### [TRECHO DO TEXTO]
▼

Medidas como essas podem parecer simples, mas são essenciais para a garantia de uma cidadania plena para a população LGBTQIA+. Basta lembrar, por exemplo, que a discriminação por orientação sexual só foi derrubada no ordenamento jurídico brasileiro muito recentemente, no histórico julgamento da Arguição de Descrumprimento de Preceito Fundamental (ADPF) nº 132 pelo Supremo Tribunal Federal (STF) nos dias 4 e 5 de maio de 2011. Naquele julgamento, o STF determinou que as uniões estáveis homoafetivas tinham o mesmo valor jurídico das uniões estáveis heterossexuais, em que pese não tenham sido prescritas expressamente em nossa Constituição Federal. Entre as ratio decidendi do nosso Tribunal, estava as seguintes: de que o rol de família do artigo 226, § 3º, CF/1988 era um rol exemplificativo, não taxativo, de modo que, não tendo sido expressamente citada a união homoafetiva, por se tratar de tema de direito civil, aquilo que não era proibido pela lei, não poderia deixar de receber proteção jurídica pelo Estado, até mesmo em razão de constituírem o pluralismo político, a liberdade, a intimidade e a vida privada valores positivos de nossa sociedade.

▲

(Entradas de dados)

▼

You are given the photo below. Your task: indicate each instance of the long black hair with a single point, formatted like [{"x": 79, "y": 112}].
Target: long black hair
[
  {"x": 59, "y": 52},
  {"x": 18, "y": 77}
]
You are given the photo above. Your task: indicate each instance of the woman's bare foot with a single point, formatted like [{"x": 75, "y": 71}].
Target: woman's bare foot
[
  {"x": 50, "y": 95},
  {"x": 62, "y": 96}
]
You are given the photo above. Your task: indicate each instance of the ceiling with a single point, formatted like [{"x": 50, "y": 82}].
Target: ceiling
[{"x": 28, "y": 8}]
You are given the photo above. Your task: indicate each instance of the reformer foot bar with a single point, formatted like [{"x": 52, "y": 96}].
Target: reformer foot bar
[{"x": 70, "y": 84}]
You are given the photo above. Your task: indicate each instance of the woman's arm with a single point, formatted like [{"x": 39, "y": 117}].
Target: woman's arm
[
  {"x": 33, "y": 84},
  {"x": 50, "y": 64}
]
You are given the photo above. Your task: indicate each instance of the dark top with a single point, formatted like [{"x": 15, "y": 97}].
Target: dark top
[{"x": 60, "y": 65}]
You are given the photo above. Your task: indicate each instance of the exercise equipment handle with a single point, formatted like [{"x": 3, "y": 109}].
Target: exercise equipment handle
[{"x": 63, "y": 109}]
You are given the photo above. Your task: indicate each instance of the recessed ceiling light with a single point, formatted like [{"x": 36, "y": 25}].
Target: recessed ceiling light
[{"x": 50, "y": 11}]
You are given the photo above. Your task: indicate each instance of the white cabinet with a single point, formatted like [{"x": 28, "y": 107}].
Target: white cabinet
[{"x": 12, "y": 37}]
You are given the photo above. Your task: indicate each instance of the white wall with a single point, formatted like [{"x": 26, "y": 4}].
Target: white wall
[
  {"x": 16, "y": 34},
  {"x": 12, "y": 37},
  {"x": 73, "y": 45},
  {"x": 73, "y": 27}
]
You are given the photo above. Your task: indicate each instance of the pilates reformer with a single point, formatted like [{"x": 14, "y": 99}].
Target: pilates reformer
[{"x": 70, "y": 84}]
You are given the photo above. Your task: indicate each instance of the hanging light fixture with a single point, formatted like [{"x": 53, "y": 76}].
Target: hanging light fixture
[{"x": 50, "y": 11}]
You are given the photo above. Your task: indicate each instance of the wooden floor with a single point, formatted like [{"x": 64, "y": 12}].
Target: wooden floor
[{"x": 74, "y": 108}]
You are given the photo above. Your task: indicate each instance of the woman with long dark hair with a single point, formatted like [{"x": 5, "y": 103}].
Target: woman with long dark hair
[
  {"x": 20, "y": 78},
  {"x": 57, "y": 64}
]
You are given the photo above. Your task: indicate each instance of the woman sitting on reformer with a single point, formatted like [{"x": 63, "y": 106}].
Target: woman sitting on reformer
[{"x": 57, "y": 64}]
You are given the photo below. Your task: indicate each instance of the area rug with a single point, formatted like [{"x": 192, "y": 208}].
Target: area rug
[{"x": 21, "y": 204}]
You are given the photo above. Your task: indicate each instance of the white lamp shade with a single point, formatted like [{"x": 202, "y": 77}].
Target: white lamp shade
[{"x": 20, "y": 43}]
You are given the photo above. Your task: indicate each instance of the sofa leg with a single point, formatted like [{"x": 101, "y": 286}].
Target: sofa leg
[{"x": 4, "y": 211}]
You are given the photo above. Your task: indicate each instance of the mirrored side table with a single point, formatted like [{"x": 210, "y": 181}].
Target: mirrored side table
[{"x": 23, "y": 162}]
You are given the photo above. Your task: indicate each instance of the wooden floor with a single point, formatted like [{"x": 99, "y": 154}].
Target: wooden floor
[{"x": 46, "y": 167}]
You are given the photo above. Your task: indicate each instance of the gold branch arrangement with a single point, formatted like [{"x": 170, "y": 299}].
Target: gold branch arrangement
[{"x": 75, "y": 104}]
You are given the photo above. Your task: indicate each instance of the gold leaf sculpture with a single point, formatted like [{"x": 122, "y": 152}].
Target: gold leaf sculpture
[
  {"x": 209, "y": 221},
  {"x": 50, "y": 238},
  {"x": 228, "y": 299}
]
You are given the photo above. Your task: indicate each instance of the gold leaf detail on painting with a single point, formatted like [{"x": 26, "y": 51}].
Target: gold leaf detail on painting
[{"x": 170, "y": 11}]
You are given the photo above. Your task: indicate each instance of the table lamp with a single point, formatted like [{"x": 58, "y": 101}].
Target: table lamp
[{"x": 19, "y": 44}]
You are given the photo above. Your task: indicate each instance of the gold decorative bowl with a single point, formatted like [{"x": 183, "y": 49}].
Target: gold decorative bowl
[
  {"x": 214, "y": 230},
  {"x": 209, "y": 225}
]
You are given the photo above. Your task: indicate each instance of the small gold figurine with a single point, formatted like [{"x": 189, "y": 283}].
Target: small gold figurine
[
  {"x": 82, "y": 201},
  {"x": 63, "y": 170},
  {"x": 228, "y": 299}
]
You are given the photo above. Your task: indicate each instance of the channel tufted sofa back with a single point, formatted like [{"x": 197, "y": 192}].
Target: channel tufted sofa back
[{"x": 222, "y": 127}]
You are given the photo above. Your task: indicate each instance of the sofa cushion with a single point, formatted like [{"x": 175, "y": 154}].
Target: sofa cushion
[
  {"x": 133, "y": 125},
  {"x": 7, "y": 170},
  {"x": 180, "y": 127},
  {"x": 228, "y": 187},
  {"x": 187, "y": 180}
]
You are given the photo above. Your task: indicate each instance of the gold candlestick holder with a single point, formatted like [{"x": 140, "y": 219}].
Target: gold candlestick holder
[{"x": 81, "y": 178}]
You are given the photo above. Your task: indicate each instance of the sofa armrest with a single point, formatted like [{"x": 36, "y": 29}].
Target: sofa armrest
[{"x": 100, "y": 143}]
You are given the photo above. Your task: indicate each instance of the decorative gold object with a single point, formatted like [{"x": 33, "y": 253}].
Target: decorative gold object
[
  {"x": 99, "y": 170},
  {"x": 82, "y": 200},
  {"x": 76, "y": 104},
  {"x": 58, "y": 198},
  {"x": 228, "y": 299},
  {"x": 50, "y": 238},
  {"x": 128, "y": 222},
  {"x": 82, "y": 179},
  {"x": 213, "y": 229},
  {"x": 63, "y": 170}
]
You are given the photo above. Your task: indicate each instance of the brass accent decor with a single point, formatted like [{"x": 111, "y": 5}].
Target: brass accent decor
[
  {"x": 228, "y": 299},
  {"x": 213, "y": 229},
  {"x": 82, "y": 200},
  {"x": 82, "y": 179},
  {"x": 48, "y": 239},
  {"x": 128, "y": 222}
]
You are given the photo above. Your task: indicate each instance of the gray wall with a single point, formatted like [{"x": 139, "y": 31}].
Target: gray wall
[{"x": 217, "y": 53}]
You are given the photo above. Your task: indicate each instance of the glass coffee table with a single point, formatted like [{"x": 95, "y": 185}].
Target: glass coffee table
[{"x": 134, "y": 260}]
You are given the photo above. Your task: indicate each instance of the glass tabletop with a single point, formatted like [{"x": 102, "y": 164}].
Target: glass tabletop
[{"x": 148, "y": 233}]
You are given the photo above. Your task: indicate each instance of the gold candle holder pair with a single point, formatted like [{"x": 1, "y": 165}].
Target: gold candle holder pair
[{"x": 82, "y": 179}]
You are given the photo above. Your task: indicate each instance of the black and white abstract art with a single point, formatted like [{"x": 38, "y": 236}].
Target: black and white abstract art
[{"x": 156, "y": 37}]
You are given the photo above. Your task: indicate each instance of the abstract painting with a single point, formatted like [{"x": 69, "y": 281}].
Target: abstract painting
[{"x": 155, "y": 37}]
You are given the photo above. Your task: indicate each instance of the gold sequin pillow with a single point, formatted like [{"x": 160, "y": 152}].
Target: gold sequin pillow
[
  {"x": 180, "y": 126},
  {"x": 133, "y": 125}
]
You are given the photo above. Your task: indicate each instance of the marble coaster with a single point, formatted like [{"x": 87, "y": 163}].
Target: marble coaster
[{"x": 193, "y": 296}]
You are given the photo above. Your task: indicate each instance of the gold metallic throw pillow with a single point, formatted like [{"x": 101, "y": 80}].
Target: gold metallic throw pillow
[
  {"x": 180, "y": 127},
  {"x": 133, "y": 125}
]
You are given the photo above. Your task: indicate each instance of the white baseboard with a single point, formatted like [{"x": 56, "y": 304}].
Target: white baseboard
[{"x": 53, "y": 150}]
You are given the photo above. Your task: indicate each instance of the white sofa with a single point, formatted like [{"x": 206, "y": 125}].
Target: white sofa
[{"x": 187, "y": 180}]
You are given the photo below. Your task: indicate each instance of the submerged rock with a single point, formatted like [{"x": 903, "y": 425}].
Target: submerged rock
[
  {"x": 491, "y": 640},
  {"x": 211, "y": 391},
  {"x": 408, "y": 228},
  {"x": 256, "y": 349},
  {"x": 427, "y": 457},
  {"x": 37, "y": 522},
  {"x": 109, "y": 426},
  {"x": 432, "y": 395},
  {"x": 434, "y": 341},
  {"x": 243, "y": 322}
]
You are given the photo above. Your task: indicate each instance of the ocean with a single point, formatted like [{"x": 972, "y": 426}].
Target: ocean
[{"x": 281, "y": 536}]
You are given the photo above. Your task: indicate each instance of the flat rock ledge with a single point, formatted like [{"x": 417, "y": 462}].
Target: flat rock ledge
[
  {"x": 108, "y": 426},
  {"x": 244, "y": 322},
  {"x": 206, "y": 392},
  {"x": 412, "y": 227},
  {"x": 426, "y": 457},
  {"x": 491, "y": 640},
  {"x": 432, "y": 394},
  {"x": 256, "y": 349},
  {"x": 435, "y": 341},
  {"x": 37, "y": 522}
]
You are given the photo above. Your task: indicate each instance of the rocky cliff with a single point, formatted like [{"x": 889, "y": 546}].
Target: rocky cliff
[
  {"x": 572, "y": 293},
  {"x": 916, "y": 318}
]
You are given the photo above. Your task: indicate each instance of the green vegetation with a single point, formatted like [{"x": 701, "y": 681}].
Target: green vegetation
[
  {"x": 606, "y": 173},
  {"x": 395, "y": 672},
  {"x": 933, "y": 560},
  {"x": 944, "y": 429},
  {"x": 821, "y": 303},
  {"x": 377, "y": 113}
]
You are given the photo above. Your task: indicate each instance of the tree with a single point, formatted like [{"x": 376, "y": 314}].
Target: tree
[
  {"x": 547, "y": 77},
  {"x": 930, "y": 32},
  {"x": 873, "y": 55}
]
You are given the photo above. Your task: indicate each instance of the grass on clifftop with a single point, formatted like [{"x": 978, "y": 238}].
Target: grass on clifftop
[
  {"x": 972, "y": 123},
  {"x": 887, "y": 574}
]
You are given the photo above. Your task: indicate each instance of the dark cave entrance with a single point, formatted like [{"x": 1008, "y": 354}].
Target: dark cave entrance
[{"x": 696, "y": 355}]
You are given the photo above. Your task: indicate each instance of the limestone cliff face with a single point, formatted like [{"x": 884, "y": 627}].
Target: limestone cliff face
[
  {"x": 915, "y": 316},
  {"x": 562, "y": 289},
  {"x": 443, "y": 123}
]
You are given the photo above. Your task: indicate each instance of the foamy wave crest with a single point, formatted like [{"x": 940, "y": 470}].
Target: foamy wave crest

▲

### [REQUISITOS DO EXERCÍCIO]
a – Responda com base no trecho sobre o julgamento da ADPF nº 132:
(i) Qual tribunal julgou a ADPF nº 132?
(ii) Em que dias ocorreu esse julgamento?
(iii) Qual dispositivo da Constituição Federal contém o rol de família considerado exemplificativo?
b – Quais valores positivos da sociedade o trecho sobre a união homoafetiva enumera ao final?
c – Dê continuidade ao texto sobre o reconhecimento jurídico da união homoafetiva a partir da última frase apresentada.
Os dados são um material à parte, independente do texto.

### [CONJUNTO DE RESPOSTAS]
a –
(i) O Supremo Tribunal Federal (STF).
(ii) Nos dias 4 e 5 de maio de 2011.
(iii) O artigo 226, § 3º, da CF/1988.

b – Pluralismo político; liberdade; intimidade; vida privada.

c –
Dali em diante, os Tribunais de Justiça de cada estado do país passaram a editar normativas determinando que os cartórios de suas respectivas competências estavam proibidos de se recusarem a celebrar casamentos entre pessoas do mesmo sexo. Pouco a pouco, esse movimento pela igualdade foi tomando corpo. Dois anos depois, a partir da compreensão de que a união estável deve ter sua conversão em casamento facilitada, nos termos do disposto no artigo 226, § 3º, da CF/1988, o CNJ regulamentou a Resolução nº 175 de 14 de maio de 2013, passando-se a proibir a recusa por Registros Civis de Pessoas Naturais, em âmbito nacional, de registrarem o casamento civil entre pessoas do mesmo sexo.
Podemos entender, assim, a fragilidade da cidadania LGBTQIA+. Até dez anos atrás, nos era negado um direito civil básico, que é o de constituir família, bem como as consequências dele, que são a transmissão de patrimônio para os descendentes, de poder amparar o cônjuge durante os piores momentos de necessidade (por exemplo, mediante plano de saúde compartilhado, ou na qualidade de acompanhante numa ala de UTI no hospital); além disso, os direitos decorrentes do término desse relacionamento: o recebimento de uma pensão alimentícia, a disputa pela guarda dos filhos e a regulamentação de um regime de visitas.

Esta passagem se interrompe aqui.